[Start of section]

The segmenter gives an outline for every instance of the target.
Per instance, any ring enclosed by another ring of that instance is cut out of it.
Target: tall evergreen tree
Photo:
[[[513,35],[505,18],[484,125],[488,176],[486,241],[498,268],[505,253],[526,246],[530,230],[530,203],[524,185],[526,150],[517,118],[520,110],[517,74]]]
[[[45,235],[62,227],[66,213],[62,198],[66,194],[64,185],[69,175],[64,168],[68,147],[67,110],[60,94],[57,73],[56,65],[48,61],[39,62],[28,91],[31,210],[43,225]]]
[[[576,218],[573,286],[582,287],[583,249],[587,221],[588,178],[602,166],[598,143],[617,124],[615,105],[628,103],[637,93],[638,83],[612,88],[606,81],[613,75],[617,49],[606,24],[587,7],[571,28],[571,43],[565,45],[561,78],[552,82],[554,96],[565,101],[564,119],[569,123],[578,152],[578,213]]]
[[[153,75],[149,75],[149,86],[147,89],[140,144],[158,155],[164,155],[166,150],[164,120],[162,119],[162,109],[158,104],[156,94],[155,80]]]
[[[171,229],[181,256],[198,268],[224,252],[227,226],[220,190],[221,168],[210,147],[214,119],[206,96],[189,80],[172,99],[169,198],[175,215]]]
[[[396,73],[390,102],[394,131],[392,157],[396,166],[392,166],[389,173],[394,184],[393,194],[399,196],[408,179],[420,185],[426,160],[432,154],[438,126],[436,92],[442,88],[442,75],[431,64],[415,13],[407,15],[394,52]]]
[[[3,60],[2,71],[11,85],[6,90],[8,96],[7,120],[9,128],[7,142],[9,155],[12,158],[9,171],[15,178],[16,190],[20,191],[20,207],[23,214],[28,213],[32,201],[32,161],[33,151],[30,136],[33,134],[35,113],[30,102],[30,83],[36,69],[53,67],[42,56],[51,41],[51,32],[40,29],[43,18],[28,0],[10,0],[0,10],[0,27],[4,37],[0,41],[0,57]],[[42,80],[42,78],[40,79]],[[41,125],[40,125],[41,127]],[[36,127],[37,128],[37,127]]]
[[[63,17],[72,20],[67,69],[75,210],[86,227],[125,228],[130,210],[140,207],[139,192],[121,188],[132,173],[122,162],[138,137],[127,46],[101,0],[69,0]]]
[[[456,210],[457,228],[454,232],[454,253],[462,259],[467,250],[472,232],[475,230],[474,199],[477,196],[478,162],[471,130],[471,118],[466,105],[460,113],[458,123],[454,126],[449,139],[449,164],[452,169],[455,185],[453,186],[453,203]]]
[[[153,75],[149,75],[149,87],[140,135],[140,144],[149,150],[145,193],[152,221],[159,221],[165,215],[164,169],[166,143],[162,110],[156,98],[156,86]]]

[End of section]

Task item | Word for word, reproduce every record shown above.

Exercise response |
The segmenter gives an outline for every instance of the target.
Per instance, any ring enclosed by another ring of that instance is cut out of it.
Target: tall evergreen tree
Photo:
[[[513,35],[505,18],[484,125],[488,176],[486,241],[498,268],[505,253],[526,246],[530,230],[530,203],[524,185],[526,150],[517,118],[520,110],[517,74]]]
[[[45,235],[62,227],[66,213],[62,198],[66,194],[64,185],[69,175],[64,168],[68,147],[67,110],[60,94],[57,73],[56,65],[48,61],[39,62],[28,91],[31,210],[43,225]]]
[[[576,218],[573,286],[582,287],[583,249],[587,221],[588,178],[602,166],[598,143],[617,124],[615,105],[628,103],[637,93],[638,83],[612,88],[606,81],[613,75],[617,49],[606,24],[587,7],[571,28],[571,43],[565,45],[561,78],[552,82],[554,96],[565,101],[564,119],[569,123],[578,152],[578,213]]]
[[[153,75],[149,75],[149,86],[147,89],[140,144],[158,155],[164,155],[166,150],[164,120],[162,119],[162,109],[158,104],[156,94],[155,80]]]
[[[171,229],[181,256],[198,268],[224,252],[227,226],[220,190],[221,168],[210,147],[214,119],[206,96],[189,80],[172,99],[169,198],[175,215]]]
[[[396,73],[390,102],[394,131],[392,157],[396,166],[392,166],[389,173],[394,184],[393,194],[399,196],[408,179],[420,185],[426,160],[432,154],[438,126],[436,92],[442,88],[442,75],[431,64],[415,13],[407,15],[394,52]]]
[[[3,60],[2,71],[11,85],[6,90],[8,96],[7,120],[9,128],[7,142],[9,155],[12,158],[9,171],[15,178],[16,190],[20,191],[20,207],[23,214],[28,213],[32,201],[32,161],[33,151],[30,136],[33,134],[35,113],[30,102],[30,83],[36,69],[53,67],[42,56],[51,41],[51,32],[40,29],[43,18],[28,0],[10,0],[0,10],[0,27],[4,37],[0,41],[0,57]],[[42,80],[42,78],[40,79]],[[41,125],[40,125],[41,127]],[[36,127],[37,128],[37,127]]]
[[[63,17],[72,20],[67,69],[75,210],[86,227],[125,228],[130,210],[140,207],[139,192],[121,188],[132,173],[122,162],[138,137],[127,46],[101,0],[69,0]]]
[[[456,210],[457,228],[454,232],[454,253],[462,259],[467,250],[472,232],[475,230],[474,199],[477,196],[478,162],[471,130],[471,118],[466,105],[460,113],[458,123],[454,126],[449,139],[449,164],[452,169],[455,185],[453,186],[453,203]]]
[[[153,75],[149,75],[149,87],[140,135],[140,144],[149,150],[145,193],[152,221],[159,221],[165,215],[164,169],[166,143],[162,110],[156,98],[156,86]]]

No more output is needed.